_Exercise_
Pick out every line in the records below that contains the word "with", and copy each of those lines in full.

_Record excerpts_
# # # # # # #

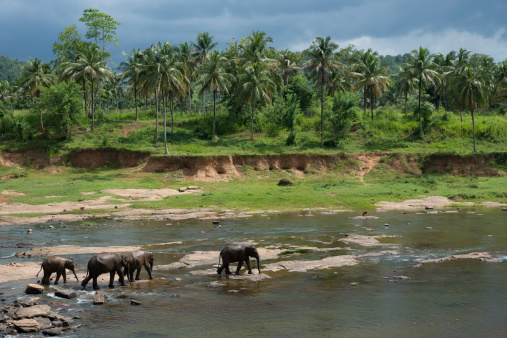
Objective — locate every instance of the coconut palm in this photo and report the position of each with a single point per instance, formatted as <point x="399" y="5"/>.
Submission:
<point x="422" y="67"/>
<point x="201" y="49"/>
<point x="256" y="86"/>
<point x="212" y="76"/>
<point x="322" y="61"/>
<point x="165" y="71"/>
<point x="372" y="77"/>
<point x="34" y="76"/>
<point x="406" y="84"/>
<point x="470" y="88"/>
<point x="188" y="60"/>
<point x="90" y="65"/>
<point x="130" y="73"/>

# # # # # # #

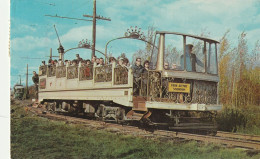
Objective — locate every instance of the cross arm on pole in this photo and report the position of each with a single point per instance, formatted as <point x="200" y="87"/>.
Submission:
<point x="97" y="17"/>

# # # # # # #

_Response below_
Objective — locate every instance of the coconut palm in this photo and report the position of each with a single point per instance, formatted as <point x="399" y="5"/>.
Objective — locate every instance of the cross arm on pole in this photo and report the position of each with a single point per instance, formatted as <point x="200" y="87"/>.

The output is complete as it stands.